* [Records from a collection]
- - -
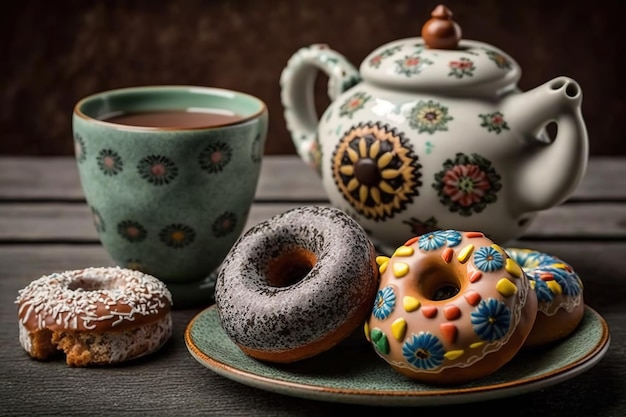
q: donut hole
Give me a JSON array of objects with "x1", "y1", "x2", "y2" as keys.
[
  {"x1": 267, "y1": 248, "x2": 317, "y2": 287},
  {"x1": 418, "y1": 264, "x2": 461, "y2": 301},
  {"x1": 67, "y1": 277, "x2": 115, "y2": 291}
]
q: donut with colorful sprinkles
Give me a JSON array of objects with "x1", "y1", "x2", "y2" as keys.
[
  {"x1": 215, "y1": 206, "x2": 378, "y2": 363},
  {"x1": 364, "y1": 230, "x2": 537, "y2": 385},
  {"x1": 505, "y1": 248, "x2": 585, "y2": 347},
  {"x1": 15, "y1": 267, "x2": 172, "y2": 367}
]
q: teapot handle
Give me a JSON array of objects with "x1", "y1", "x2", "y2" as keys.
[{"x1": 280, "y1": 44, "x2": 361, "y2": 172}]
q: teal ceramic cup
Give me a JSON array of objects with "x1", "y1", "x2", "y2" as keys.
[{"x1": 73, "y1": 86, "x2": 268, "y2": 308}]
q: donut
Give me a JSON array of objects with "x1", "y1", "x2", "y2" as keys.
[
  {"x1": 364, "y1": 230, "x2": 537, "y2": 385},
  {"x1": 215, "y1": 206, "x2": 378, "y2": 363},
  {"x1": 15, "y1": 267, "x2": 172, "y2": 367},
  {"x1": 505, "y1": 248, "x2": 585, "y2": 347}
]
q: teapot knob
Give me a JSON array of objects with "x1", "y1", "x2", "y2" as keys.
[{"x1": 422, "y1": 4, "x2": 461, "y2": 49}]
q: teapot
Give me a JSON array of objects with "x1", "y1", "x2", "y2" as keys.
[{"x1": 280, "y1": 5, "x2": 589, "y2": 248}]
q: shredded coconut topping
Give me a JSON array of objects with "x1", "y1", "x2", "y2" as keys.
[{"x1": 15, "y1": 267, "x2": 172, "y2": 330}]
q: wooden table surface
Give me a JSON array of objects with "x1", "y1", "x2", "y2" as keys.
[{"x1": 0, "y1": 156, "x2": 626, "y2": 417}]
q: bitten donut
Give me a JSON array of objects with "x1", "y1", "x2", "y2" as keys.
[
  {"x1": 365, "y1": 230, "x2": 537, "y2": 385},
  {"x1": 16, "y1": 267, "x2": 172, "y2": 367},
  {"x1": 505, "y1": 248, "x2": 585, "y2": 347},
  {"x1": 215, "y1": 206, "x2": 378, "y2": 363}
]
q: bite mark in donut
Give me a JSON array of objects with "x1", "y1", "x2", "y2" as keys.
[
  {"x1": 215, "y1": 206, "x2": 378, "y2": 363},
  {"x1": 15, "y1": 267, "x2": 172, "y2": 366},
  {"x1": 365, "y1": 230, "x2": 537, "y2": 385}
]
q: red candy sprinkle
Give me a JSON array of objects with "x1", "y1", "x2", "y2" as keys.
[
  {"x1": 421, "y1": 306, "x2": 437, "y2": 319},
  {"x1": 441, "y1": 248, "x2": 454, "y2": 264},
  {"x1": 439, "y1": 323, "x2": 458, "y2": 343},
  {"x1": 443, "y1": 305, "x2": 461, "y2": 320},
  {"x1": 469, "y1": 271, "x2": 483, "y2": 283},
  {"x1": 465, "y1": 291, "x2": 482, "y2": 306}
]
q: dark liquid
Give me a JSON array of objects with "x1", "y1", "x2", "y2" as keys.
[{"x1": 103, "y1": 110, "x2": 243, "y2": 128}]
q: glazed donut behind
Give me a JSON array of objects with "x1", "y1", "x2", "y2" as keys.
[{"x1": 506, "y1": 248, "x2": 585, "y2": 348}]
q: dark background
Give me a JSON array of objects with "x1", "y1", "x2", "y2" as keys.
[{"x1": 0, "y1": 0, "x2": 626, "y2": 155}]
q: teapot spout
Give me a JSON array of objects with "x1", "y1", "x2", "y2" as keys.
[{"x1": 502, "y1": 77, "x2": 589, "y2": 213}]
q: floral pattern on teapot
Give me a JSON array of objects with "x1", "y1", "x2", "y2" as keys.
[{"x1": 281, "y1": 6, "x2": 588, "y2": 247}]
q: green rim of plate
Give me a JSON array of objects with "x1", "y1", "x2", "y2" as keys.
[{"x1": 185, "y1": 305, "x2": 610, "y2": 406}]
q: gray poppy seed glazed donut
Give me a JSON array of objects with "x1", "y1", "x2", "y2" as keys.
- - -
* [Short problem] Write out only the final block of lines, starting at the line with "q: wooden table surface" and running to the end of the material.

* [Task answer]
q: wooden table surface
Give me a JSON array of objects with "x1", "y1", "x2", "y2" as keys.
[{"x1": 0, "y1": 156, "x2": 626, "y2": 417}]
q: bitten donut
Give me a JSON array of objects with "x1", "y1", "x2", "y2" as keys.
[
  {"x1": 365, "y1": 230, "x2": 537, "y2": 385},
  {"x1": 16, "y1": 267, "x2": 172, "y2": 367},
  {"x1": 505, "y1": 248, "x2": 585, "y2": 347},
  {"x1": 215, "y1": 206, "x2": 378, "y2": 363}
]
q: bite mark in donut
Give me a JSON array of objects with "x1", "y1", "x2", "y2" as keys.
[
  {"x1": 215, "y1": 206, "x2": 378, "y2": 363},
  {"x1": 15, "y1": 267, "x2": 172, "y2": 366},
  {"x1": 365, "y1": 230, "x2": 537, "y2": 385}
]
q: red candy sprinkle
Give me a JSON array of objects with "x1", "y1", "x2", "y2" as keys.
[
  {"x1": 421, "y1": 306, "x2": 437, "y2": 319},
  {"x1": 441, "y1": 248, "x2": 454, "y2": 264},
  {"x1": 439, "y1": 323, "x2": 458, "y2": 343},
  {"x1": 443, "y1": 305, "x2": 461, "y2": 320},
  {"x1": 469, "y1": 271, "x2": 483, "y2": 283},
  {"x1": 465, "y1": 291, "x2": 482, "y2": 306}
]
q: dark liquid
Give me a JSON array of objects with "x1", "y1", "x2", "y2" as keys.
[{"x1": 103, "y1": 110, "x2": 243, "y2": 128}]
q: glazed donut behind
Give me a JSON array of objects with "x1", "y1", "x2", "y2" as keys.
[{"x1": 506, "y1": 248, "x2": 585, "y2": 348}]
q: dark background
Give me a JSON array of objects with "x1", "y1", "x2", "y2" as keys.
[{"x1": 0, "y1": 0, "x2": 626, "y2": 155}]
q: teapot spout
Give me a JSON array of objects with "x1", "y1", "x2", "y2" as keys.
[{"x1": 502, "y1": 77, "x2": 589, "y2": 213}]
q: floral pattern on teapot
Give me a JSON array of objects with "x1", "y1", "x2", "y2" as keys.
[{"x1": 281, "y1": 6, "x2": 588, "y2": 247}]
q: green rim of plate
Give me a JSON array of objects with "x1", "y1", "x2", "y2" as keys.
[{"x1": 185, "y1": 305, "x2": 610, "y2": 406}]
q: gray poppy seed glazed donut
Give me a JSON array of objects with "x1", "y1", "x2", "y2" as keys.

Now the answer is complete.